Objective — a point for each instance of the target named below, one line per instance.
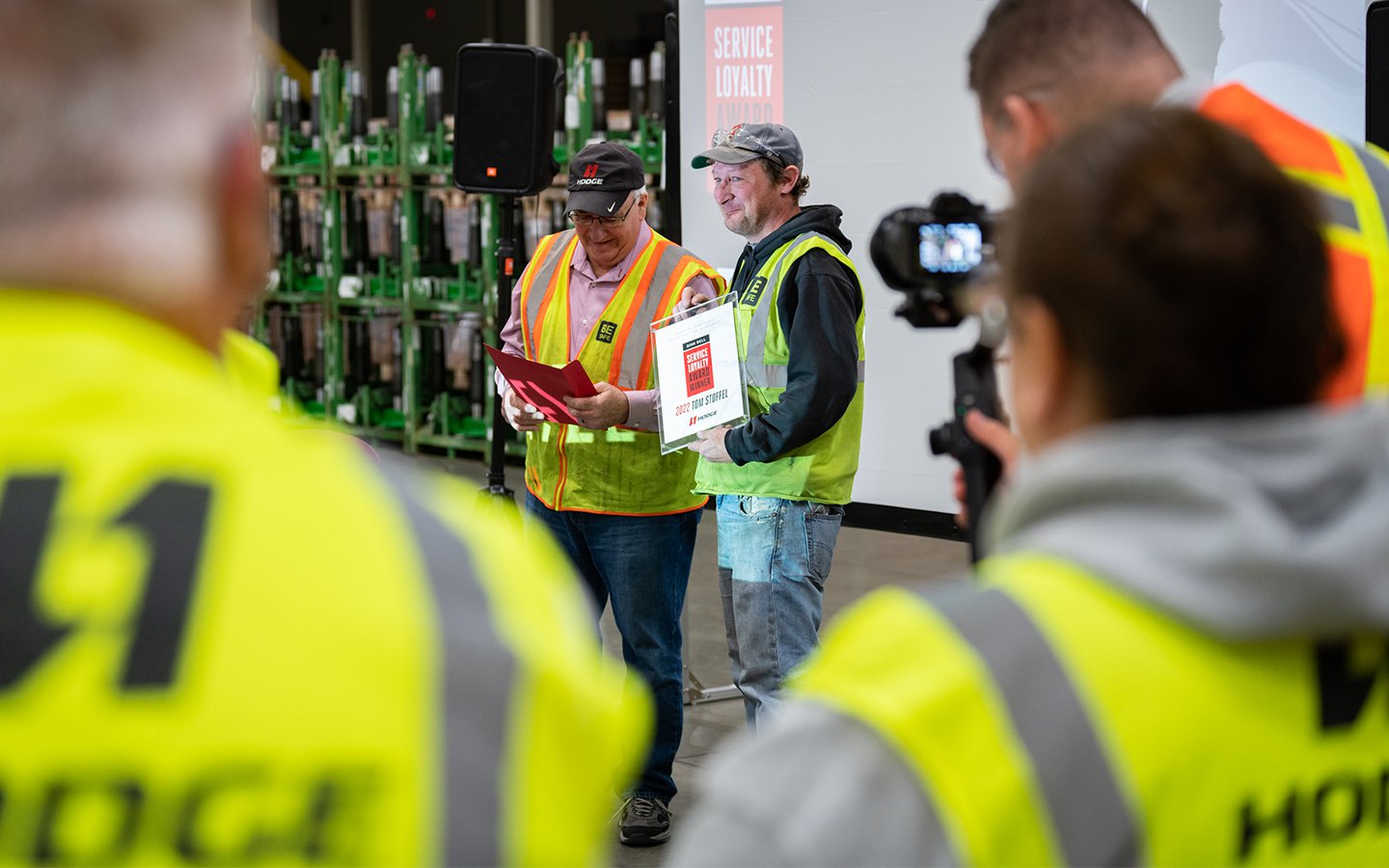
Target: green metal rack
(378, 318)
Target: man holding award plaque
(783, 475)
(624, 511)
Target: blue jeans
(773, 561)
(642, 565)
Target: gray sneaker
(646, 823)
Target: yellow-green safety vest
(1051, 719)
(224, 640)
(619, 470)
(823, 470)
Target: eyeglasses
(748, 142)
(584, 218)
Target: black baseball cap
(602, 176)
(748, 142)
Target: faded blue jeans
(773, 561)
(640, 564)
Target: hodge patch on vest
(753, 292)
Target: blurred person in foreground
(1174, 652)
(221, 640)
(1041, 68)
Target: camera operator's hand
(999, 439)
(689, 297)
(710, 444)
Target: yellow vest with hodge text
(823, 470)
(224, 640)
(619, 470)
(1053, 719)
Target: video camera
(934, 253)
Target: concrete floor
(862, 560)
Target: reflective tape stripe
(635, 350)
(1369, 178)
(478, 675)
(760, 374)
(774, 376)
(1094, 823)
(540, 280)
(1338, 210)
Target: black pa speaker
(504, 139)
(1376, 74)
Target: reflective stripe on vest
(1351, 185)
(575, 469)
(1369, 178)
(1092, 823)
(476, 697)
(773, 374)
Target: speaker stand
(505, 265)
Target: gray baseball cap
(748, 142)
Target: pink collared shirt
(589, 295)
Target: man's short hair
(776, 171)
(1186, 272)
(1036, 43)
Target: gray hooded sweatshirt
(1255, 527)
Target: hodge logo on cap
(602, 176)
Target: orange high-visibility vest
(1351, 180)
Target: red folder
(545, 387)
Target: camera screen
(950, 248)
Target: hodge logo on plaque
(697, 371)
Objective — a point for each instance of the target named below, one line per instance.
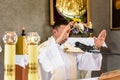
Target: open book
(71, 49)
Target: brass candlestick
(10, 39)
(32, 41)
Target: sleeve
(50, 58)
(89, 61)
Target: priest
(59, 64)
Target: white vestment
(60, 65)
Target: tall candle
(33, 62)
(9, 62)
(32, 40)
(10, 39)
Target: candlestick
(32, 40)
(10, 39)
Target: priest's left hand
(100, 39)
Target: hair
(59, 22)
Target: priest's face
(59, 33)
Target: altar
(95, 78)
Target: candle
(10, 39)
(32, 40)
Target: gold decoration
(71, 8)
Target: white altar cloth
(94, 78)
(86, 41)
(21, 60)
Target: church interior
(35, 16)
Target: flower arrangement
(81, 28)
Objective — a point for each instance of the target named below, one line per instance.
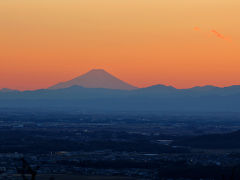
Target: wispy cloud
(219, 35)
(214, 32)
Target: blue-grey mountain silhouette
(98, 90)
(96, 78)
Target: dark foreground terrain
(123, 145)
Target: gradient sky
(182, 43)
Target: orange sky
(182, 43)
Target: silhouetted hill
(97, 78)
(154, 98)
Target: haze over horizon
(100, 78)
(144, 42)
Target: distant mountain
(97, 78)
(7, 90)
(104, 98)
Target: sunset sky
(182, 43)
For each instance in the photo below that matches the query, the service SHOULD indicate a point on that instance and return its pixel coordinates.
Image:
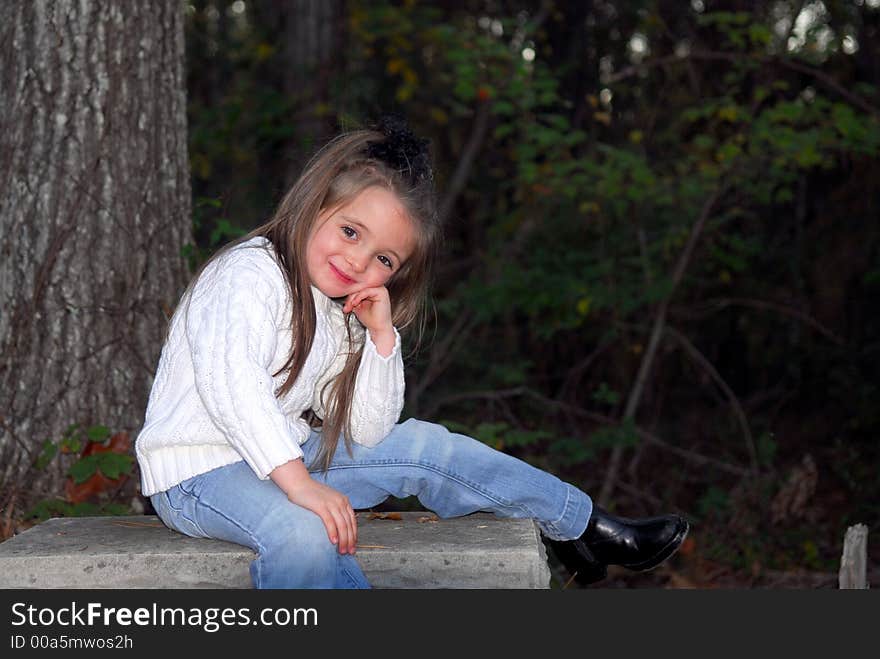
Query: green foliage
(586, 186)
(79, 443)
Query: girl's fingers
(332, 530)
(344, 527)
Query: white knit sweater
(213, 399)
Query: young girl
(288, 341)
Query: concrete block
(415, 551)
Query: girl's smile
(360, 244)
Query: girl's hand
(330, 505)
(372, 306)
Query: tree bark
(94, 213)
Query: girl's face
(360, 244)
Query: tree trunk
(94, 213)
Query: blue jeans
(451, 475)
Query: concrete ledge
(415, 551)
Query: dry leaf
(393, 516)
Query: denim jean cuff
(575, 515)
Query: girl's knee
(299, 555)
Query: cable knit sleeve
(378, 394)
(232, 330)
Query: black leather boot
(636, 544)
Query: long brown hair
(335, 175)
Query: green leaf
(49, 451)
(98, 433)
(83, 469)
(113, 465)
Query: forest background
(662, 244)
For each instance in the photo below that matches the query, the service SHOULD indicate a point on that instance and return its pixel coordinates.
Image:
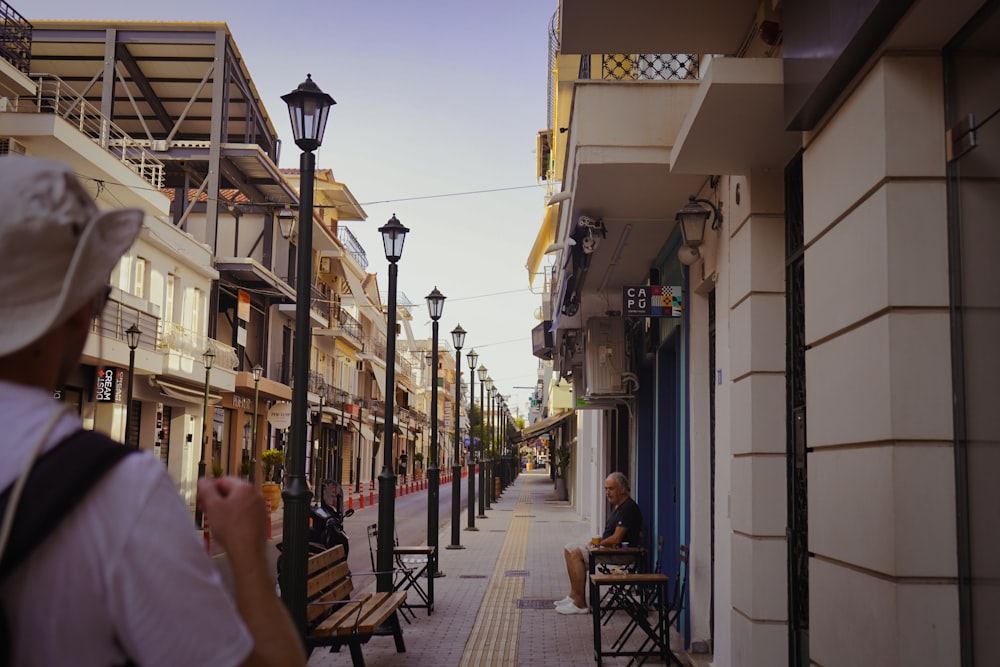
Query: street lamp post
(133, 333)
(458, 340)
(393, 235)
(473, 357)
(435, 306)
(491, 466)
(308, 109)
(258, 371)
(207, 358)
(484, 496)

→ **What you need to do**: Quote the data above in full and without alteration; skip the pictures.

→ **Written response**:
Objective — a point for each instance of the target named below, one line per instance.
Target: green metal rack
(378, 318)
Target: man holding award plaque
(783, 475)
(624, 511)
Target: blue jeans
(773, 561)
(642, 565)
Target: gray sneaker
(646, 823)
Target: yellow-green safety vest
(1051, 719)
(224, 640)
(619, 470)
(823, 470)
Target: eyeglasses
(748, 142)
(584, 218)
Target: black baseball cap
(602, 176)
(748, 142)
Target: faded blue jeans
(773, 561)
(640, 564)
Target: hodge patch on vest
(753, 292)
Target: blurred person in foreground
(1174, 652)
(221, 640)
(1041, 68)
Target: camera operator's hand
(999, 439)
(689, 297)
(710, 444)
Target: yellow vest with hodge text
(823, 470)
(224, 640)
(619, 470)
(1053, 719)
Target: video camera
(934, 253)
Target: concrete floor
(862, 560)
Target: reflective tape stripe
(635, 350)
(1369, 178)
(478, 675)
(760, 374)
(774, 376)
(1094, 823)
(540, 280)
(1338, 210)
Target: black pa speaker
(504, 139)
(1376, 74)
Target: reflective stripe on vest
(1351, 185)
(575, 469)
(1369, 178)
(1092, 823)
(476, 697)
(773, 374)
Target: speaker stand
(505, 265)
Target: gray baseball cap
(748, 142)
Target: pink collared shirt
(589, 295)
Target: man's short hair
(776, 171)
(1186, 272)
(1036, 43)
Target: gray hooded sweatshirt
(1255, 527)
Target: hodge logo on cap
(602, 176)
Target: orange high-visibility vest
(1351, 180)
Target: red folder
(545, 387)
Target: camera screen
(950, 248)
Target: hodge logo on plaque
(697, 371)
Objective — a point for each instance of the target named below, one line per instance.
Target: open book
(71, 49)
Target: brass candlestick
(10, 39)
(32, 41)
Target: sleeve
(50, 58)
(89, 61)
Target: priest
(59, 64)
Target: white vestment
(60, 65)
Target: tall candle
(33, 62)
(9, 62)
(32, 40)
(10, 39)
Target: candlestick
(32, 40)
(10, 39)
Target: priest's left hand
(100, 39)
Target: hair
(59, 22)
Target: priest's face
(59, 33)
Target: altar
(95, 78)
Target: candle
(10, 39)
(32, 40)
Target: gold decoration
(71, 8)
Target: white altar cloth
(94, 78)
(86, 41)
(21, 60)
Target: church interior
(35, 16)
Target: flower arrangement
(81, 28)
Objective — a point for each instance of the target named below, one line per instance.
Target: wispy cloud
(219, 35)
(214, 32)
Target: blue-grey mountain silhouette
(98, 90)
(96, 78)
Target: dark foreground terrain
(123, 145)
Target: gradient sky
(182, 43)
Target: orange sky
(182, 43)
Target: silhouetted hill
(97, 78)
(154, 98)
Target: haze over horizon
(100, 78)
(144, 42)
Target: distant mountain
(97, 78)
(7, 90)
(104, 98)
Target: sunset sky
(182, 43)
For each instance in the photo below that matches the query, the service SHOULD indicate a point on that instance and return its pixel coordinates.
Image:
Query: green foliage
(586, 186)
(79, 443)
Query: girl's fingers
(332, 530)
(344, 527)
Query: white knit sweater
(213, 399)
Query: young girl
(288, 341)
Query: concrete block
(415, 551)
Query: girl's smile
(360, 244)
Query: girl's hand
(330, 505)
(372, 306)
Query: tree bark
(94, 213)
Query: girl's face
(360, 244)
Query: tree trunk
(94, 213)
Query: blue jeans
(451, 475)
Query: concrete ledge
(415, 551)
Query: dry leaf
(393, 516)
Query: denim jean cuff
(575, 515)
Query: girl's knee
(299, 555)
Query: cable knit sleeve
(378, 394)
(232, 330)
Query: black leather boot
(636, 544)
Query: long brown hair
(335, 175)
Query: green leaf
(49, 451)
(98, 433)
(83, 469)
(113, 465)
Query: forest background
(662, 244)
For each instance in the photo below that matches the query, the service SHOULD indicate a point on that instance and return its pixel coordinates.
Image:
Query: street lamp post
(133, 333)
(458, 340)
(393, 235)
(473, 357)
(435, 306)
(491, 466)
(308, 109)
(258, 371)
(207, 358)
(484, 496)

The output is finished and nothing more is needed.